start Input material

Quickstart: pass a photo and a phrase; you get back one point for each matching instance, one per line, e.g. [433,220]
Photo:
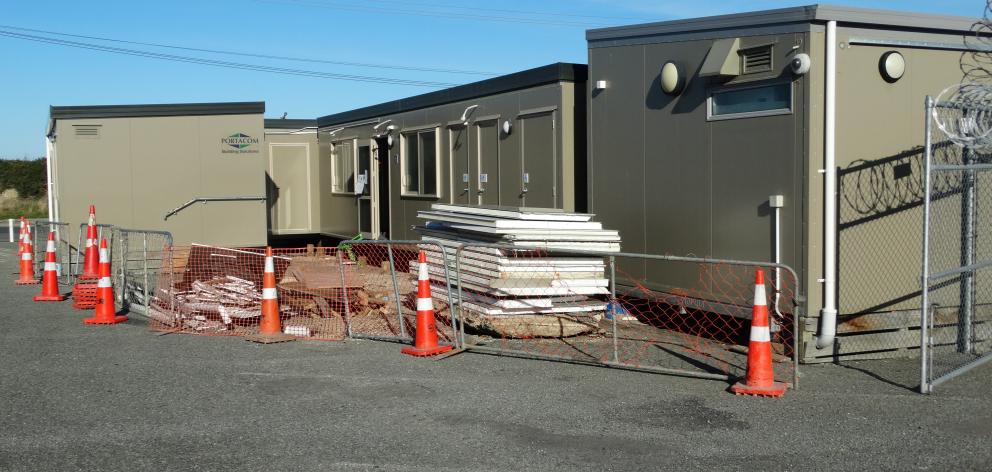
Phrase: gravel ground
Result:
[75,397]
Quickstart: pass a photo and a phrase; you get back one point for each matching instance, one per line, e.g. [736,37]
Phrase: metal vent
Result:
[757,59]
[86,131]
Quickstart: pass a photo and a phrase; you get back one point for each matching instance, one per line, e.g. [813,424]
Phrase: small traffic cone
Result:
[27,261]
[760,380]
[21,239]
[270,328]
[106,309]
[425,342]
[50,278]
[91,261]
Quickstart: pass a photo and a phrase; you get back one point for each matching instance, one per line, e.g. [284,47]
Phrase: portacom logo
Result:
[239,143]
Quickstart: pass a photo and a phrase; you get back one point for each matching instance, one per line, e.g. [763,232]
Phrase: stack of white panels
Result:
[539,268]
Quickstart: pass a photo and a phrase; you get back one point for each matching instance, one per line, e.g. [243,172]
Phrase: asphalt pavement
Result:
[75,397]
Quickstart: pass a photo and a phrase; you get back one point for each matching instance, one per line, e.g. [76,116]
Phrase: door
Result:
[487,158]
[289,171]
[538,178]
[363,190]
[462,170]
[380,203]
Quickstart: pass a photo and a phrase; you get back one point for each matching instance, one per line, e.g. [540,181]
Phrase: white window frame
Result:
[751,114]
[334,165]
[404,136]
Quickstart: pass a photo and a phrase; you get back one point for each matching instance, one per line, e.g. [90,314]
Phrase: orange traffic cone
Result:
[106,309]
[21,239]
[91,261]
[270,328]
[425,342]
[27,261]
[760,380]
[50,278]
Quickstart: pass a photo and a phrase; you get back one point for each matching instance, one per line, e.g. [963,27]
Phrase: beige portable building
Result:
[137,163]
[292,178]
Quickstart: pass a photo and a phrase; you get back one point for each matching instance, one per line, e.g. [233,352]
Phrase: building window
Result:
[765,100]
[343,166]
[420,169]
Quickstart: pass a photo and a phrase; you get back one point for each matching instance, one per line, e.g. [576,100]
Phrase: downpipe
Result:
[828,314]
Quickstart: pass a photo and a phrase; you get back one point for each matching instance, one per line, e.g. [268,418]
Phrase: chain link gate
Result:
[137,257]
[956,311]
[665,314]
[63,249]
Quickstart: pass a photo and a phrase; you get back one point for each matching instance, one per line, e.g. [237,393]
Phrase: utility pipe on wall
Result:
[828,314]
[48,176]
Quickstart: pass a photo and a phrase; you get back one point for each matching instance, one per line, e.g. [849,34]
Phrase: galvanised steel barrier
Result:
[136,260]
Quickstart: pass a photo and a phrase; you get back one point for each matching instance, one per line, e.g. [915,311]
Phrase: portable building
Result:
[137,163]
[514,140]
[702,130]
[292,177]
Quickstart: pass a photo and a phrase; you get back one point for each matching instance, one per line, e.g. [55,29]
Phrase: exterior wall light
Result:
[892,66]
[672,79]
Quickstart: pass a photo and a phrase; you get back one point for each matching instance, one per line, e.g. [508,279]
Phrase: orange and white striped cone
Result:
[760,380]
[91,261]
[270,328]
[21,238]
[27,261]
[50,278]
[106,309]
[425,341]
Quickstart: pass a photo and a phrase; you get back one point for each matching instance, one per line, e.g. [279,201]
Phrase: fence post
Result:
[613,306]
[344,293]
[125,249]
[396,290]
[144,251]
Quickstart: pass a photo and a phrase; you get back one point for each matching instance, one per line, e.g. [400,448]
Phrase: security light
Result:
[892,66]
[672,79]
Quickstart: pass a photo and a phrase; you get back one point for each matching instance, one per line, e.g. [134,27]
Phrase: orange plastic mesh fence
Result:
[678,316]
[382,290]
[217,291]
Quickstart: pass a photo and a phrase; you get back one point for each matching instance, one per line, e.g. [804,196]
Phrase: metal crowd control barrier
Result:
[137,258]
[63,250]
[691,317]
[379,289]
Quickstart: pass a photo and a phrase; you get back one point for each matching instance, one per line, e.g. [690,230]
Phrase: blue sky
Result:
[467,35]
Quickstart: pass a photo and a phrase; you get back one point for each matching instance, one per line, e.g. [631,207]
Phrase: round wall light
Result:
[672,79]
[892,66]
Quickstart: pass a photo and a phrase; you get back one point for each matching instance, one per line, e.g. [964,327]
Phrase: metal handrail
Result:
[212,199]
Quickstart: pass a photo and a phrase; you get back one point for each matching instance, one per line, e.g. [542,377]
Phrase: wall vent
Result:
[757,59]
[86,131]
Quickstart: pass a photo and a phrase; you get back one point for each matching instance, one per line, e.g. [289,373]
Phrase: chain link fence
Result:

end Input material

Copy all the data exactly as written, but skip any picture.

Quickstart: pass a photo and a phrase; you get back one point for each matching instance, one per line, e.g. [433,220]
Photo:
Phrase: gravel ground
Result:
[75,397]
Quickstart: pass a photo and a phrase; you get back one point for each matching instance, one per line, e.g. [736,37]
Phrase: metal vent
Result:
[757,59]
[86,131]
Quickstart: pass a photo and a phrase; you get back one point for each matching instance, one per line, e.g. [813,424]
Phrase: small traffic cone
Result:
[27,261]
[760,380]
[21,239]
[270,328]
[106,309]
[425,342]
[50,278]
[91,261]
Quickstart: pass a photo and a phrase; you get back one point for each matching instance, one per line, e.g. [284,47]
Phrase: portacom logo
Result:
[239,143]
Quickstart: pass a photo and a phrase; you get back one point for each matching instance, one per line, e.g. [763,232]
Phrase: stack of white panels
Result:
[539,268]
Quickstart: pass a photo and a phrase; you get back one point for each matching instance, one per line, e.g. [243,172]
Phrase: asphalt pavement
Result:
[75,397]
Quickstart: pass a photo and a phrase; you get back one point for each matching instance, one per line, e.g. [76,116]
Phrase: door
Result:
[487,158]
[289,171]
[538,178]
[363,190]
[462,170]
[380,203]
Quickstart: pass a photo and a phrase; you get back one point for each matching instance, one per line, e.g. [540,181]
Phrase: white window frame
Result:
[751,114]
[334,165]
[404,136]
Quickstart: pass a photo and a phrase; you get back one point for each matching instance, one per line, e.g. [90,314]
Phrase: orange traffic cone
Result:
[106,309]
[21,239]
[91,261]
[270,328]
[425,342]
[27,261]
[760,380]
[50,278]
Quickstart: pass a photo and a phrase; you get back one point for each matching instance, one per line, e.g. [963,27]
Phrase: beige portable building
Result:
[137,163]
[292,178]
Quickstart: pass a photo and a phrase; you get back one point for each matching instance, one per line, e.g. [233,352]
Phrase: building window
Result:
[765,100]
[343,166]
[420,169]
Quickstart: pass a photo and a phrase; you get back one point for each matching instance, one per line, e.g. [576,100]
Phrase: downpipe
Result:
[828,314]
Quickstart: pass a photo and a phrase; you get back one point for each matching instance, one per line, e.g. [268,418]
Phrase: chain link gate
Result:
[137,257]
[956,311]
[665,314]
[63,249]
Quickstart: pass a photo and a phrase; you get back one point for each matching instance, one per line, e.g. [237,393]
Phrase: utility pipe on wall
Result:
[828,314]
[48,176]
Quickstart: pass a photo and a phrase; you get back one point for each matching instance, one per line, e.g. [849,34]
Phrase: galvanised steel barrier
Result:
[136,260]
Quickstart: pass a photo and a phrase; you get back one point for each matching instance, one per line, e.g. [915,311]
Phrase: portable building
Result:
[137,163]
[514,140]
[702,130]
[292,177]
Quickstart: pass a photo and a phrase; you get back one point for each matching instance, one per line, e.g. [55,29]
Phrase: exterior wall light
Result:
[892,66]
[672,79]
Quickstart: pass a photo and a phrase; you get back one point for each matching instance, one per line, e.g. [508,279]
Phrase: orange and white striped cone
Result:
[760,380]
[91,261]
[270,328]
[21,238]
[27,261]
[50,278]
[106,309]
[425,341]
Quickstart: pass a photo and a phrase; you get back one point for each matching instance, one per line, e.g. [279,201]
Phrase: fence post
Result:
[613,306]
[344,293]
[125,249]
[396,290]
[144,251]
Quickstart: pass a photo and a phrase; you get back one point for each matching instance, one per line, e.g. [400,448]
Phrase: security light
Result:
[892,66]
[672,79]
Quickstart: pass a photo and a phrase; you get back one point for each matching instance, one per line, e.g. [134,27]
Phrase: orange plastic mesh fence
Result:
[678,316]
[382,290]
[217,291]
Quickstart: pass a photo and a phrase; you get back one point for each matching instance, one per line, e.g. [804,196]
Phrase: metal crowd control barrier
Result:
[137,258]
[63,250]
[691,317]
[379,289]
Quickstart: pass a photo and a phrase; you get back one point for each matching instance, one per line, e.g. [690,230]
Phrase: blue sky
Result:
[467,35]
Quickstart: pass a photo and a phrase; you get back one point for each matching instance, one per line, e.g. [631,207]
Phrase: round wall light
Result:
[672,79]
[892,66]
Quickstart: pass a photo and a phrase; you get back one point for each matching instance, one per line, e.g. [964,327]
Phrase: metal handrail
Result:
[212,199]
Quickstart: pass a photo and a phrase; you get back one point for each matching instance, one per line, e.g. [542,377]
Phrase: wall vent
Result:
[757,59]
[86,131]
Quickstart: pass a photo and a phrase; you get back one point for each matching instance, one per line, e.g. [289,373]
Phrase: chain link fence
Result:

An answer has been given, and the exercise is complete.